Exercises:
A: Rewrite the rustup tracing page from "cargo build --features=otel" to "for a trace.", swapping "operation" for "command".
B: Translate this sentence from the rustup tracing page into Spanish: "This can be very useful for diagnosing performance or correctness issues in more complicated scenarios."

Reading text:
Tracing

The feature “otel” can be used when building rustup to turn on Opentelemetry tracing with an OLTP GRPC exporter.

This can be very useful for diagnosing performance or correctness issues in more complicated scenarios.

Prerequisites

protoc must be installed, which can be downloaded from GitHub or installed via package manager.

Usage

The normal OTLP environment variables can be used to customise its behaviour, but often the simplest thing is to just run a Jaeger docker container on the same host:

docker run -d --name jaeger   -e COLLECTOR_ZIPKIN_HOST_PORT=:9411   -e COLLECTOR_OTLP_ENABLED=true   -p 6831:6831/udp   -p 6832:6832/udp   -p 5778:5778   -p 16686:16686   -p 4317:4317   -p 4318:4318   -p 14250:14250   -p 14268:14268   -p 14269:14269   -p 9411:9411   jaegertracing/all-in-one:latest

Then build rustup-init with tracing:

cargo build --features=otel

Run the operation you want to analyze:

RUSTUP_FORCE_ARG0="rustup" ./target/debug/rustup-init show

And look in Jaeger for a trace.

Tracing and tests

Tracing can also be used in tests to get a trace of the operations taken during the test.

Records provided:
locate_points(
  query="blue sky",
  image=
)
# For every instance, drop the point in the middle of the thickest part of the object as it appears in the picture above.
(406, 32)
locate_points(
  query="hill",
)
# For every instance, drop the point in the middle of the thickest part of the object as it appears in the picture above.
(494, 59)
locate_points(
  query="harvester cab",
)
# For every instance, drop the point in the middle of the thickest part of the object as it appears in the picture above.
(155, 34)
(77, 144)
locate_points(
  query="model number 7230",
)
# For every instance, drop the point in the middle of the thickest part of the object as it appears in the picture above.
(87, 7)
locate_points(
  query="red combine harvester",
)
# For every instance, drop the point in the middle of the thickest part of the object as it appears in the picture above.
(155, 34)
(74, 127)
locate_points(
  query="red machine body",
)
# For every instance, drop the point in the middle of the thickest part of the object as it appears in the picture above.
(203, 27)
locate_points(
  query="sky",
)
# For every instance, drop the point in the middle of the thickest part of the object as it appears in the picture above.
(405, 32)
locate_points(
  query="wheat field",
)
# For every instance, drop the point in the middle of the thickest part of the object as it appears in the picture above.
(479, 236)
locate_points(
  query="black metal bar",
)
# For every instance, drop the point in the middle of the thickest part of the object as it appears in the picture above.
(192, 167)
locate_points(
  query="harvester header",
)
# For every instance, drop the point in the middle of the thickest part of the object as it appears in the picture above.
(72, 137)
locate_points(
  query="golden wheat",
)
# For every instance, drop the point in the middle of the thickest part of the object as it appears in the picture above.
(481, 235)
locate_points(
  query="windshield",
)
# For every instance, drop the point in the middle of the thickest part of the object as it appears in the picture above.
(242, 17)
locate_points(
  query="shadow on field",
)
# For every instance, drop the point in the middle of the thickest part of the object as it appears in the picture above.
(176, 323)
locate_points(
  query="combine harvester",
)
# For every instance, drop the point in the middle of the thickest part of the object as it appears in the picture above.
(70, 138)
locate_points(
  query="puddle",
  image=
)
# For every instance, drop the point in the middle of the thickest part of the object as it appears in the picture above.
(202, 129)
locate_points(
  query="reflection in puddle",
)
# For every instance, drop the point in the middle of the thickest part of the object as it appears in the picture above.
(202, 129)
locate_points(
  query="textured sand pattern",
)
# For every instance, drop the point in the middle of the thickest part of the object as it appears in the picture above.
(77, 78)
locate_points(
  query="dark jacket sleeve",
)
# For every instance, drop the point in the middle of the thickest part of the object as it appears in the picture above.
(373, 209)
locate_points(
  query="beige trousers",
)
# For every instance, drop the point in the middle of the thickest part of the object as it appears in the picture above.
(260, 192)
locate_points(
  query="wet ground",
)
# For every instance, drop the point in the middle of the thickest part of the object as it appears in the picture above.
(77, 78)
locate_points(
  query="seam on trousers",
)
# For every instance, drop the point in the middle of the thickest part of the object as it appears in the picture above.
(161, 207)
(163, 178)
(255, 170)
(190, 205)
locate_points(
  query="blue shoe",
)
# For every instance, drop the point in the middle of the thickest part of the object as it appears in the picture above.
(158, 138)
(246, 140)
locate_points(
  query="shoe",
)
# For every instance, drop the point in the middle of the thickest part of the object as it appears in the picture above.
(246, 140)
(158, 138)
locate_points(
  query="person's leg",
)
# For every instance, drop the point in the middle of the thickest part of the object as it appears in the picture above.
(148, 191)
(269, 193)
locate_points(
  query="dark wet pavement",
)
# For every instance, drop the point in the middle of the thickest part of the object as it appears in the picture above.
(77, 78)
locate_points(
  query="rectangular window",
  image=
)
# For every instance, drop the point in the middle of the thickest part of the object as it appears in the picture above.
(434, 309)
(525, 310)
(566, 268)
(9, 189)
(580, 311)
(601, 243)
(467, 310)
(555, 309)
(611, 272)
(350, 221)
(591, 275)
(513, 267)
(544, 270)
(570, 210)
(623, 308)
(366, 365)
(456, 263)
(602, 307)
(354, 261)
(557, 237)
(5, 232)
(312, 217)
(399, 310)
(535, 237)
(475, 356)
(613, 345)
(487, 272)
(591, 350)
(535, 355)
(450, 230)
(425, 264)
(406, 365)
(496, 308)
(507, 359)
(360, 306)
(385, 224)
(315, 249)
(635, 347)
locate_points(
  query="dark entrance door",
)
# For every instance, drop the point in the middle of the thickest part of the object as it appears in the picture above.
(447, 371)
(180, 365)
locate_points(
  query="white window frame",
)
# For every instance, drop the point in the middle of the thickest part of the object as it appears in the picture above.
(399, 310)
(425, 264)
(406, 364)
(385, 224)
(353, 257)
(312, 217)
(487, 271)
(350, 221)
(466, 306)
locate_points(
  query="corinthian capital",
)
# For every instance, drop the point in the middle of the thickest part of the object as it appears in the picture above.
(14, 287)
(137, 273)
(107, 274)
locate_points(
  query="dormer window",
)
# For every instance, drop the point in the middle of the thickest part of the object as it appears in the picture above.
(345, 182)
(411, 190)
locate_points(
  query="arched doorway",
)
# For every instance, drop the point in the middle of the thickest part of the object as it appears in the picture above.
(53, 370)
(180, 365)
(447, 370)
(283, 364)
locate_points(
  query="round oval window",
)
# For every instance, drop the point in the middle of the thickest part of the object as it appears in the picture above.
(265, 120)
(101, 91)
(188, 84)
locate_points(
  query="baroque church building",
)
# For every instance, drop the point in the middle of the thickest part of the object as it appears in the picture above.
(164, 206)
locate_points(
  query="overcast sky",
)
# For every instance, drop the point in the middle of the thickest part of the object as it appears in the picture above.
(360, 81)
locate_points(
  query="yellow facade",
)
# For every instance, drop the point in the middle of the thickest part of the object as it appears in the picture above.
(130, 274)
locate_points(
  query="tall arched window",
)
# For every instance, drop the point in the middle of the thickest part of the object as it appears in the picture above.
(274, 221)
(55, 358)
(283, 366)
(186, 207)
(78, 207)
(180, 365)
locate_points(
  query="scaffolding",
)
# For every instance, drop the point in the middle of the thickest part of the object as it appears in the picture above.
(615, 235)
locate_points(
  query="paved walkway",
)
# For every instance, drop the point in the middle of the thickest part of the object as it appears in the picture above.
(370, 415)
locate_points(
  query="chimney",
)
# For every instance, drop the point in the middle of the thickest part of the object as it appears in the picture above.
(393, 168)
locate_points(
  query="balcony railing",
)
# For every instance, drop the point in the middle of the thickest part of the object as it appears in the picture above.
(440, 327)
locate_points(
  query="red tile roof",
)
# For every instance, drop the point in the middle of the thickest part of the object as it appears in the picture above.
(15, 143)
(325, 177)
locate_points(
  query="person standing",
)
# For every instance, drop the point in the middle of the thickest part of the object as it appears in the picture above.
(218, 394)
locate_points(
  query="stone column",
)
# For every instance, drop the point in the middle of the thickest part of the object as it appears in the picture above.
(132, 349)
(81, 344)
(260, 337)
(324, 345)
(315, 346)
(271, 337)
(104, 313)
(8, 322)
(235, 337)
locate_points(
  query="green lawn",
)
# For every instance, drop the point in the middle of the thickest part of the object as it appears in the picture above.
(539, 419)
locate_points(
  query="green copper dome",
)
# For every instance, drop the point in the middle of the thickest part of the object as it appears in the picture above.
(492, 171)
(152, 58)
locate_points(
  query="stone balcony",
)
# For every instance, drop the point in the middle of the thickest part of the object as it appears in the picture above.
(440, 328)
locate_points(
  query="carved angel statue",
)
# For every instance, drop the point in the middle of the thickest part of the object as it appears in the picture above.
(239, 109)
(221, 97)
==
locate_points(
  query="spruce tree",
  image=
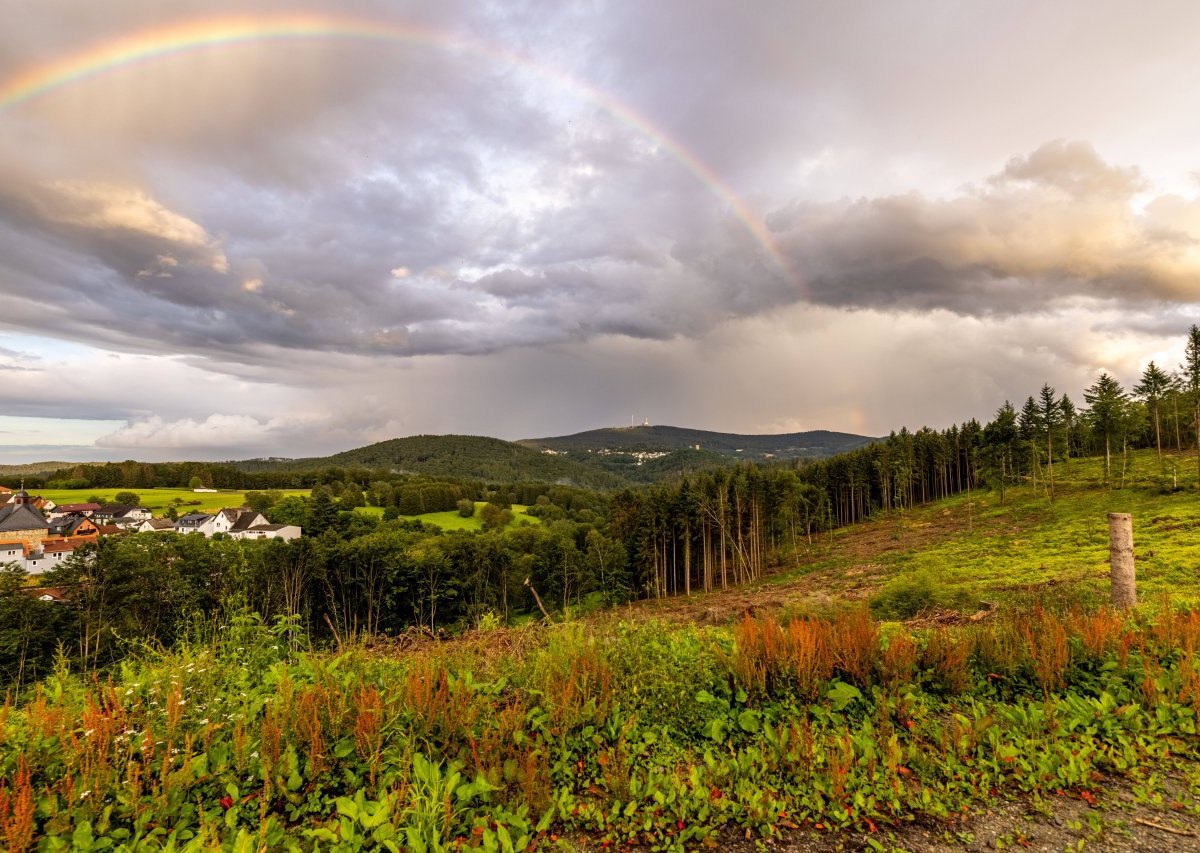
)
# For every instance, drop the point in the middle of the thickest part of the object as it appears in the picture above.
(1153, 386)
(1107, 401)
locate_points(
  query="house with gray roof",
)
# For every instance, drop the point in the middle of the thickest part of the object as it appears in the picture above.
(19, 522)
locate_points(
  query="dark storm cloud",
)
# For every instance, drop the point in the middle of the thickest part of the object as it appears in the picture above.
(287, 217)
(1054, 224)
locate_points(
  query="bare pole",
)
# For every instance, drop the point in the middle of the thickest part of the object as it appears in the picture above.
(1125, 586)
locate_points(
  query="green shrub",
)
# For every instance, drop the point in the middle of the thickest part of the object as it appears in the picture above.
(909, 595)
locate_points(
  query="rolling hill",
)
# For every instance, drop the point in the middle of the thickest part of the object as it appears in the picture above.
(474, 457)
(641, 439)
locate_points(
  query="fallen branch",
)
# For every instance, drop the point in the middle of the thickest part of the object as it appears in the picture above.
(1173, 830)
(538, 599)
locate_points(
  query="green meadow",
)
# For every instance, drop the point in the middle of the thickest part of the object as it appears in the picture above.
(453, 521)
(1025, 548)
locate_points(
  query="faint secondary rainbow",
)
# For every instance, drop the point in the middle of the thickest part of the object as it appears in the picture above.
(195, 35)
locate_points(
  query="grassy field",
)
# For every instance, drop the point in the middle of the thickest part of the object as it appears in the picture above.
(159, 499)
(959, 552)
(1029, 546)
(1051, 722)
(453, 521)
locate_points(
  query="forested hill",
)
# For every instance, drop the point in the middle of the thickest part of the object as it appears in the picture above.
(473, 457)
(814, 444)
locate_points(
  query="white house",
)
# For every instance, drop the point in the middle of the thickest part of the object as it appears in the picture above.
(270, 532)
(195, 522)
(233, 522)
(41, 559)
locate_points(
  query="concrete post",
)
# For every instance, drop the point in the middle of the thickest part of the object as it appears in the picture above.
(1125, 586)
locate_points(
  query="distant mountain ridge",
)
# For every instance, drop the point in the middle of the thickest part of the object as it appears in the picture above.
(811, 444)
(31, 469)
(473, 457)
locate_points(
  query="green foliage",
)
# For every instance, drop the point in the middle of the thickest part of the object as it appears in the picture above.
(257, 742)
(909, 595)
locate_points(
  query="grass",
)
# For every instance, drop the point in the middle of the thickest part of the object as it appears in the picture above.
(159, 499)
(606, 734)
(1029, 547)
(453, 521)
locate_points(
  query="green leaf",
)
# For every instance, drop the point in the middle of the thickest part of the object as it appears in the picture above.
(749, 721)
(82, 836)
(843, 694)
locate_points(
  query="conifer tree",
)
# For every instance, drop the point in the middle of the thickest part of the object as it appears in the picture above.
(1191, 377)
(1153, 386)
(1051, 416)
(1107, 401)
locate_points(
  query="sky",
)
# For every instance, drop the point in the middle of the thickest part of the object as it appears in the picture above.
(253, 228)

Task responses:
A:
cargo build --features=otel

Run the command you want to analyze:

RUSTUP_FORCE_ARG0="rustup" ./target/debug/rustup-init show

And look in Jaeger for a trace.

B: Esto puede ser muy útil para diagnosticar problemas de rendimiento o de corrección en escenarios más complicados.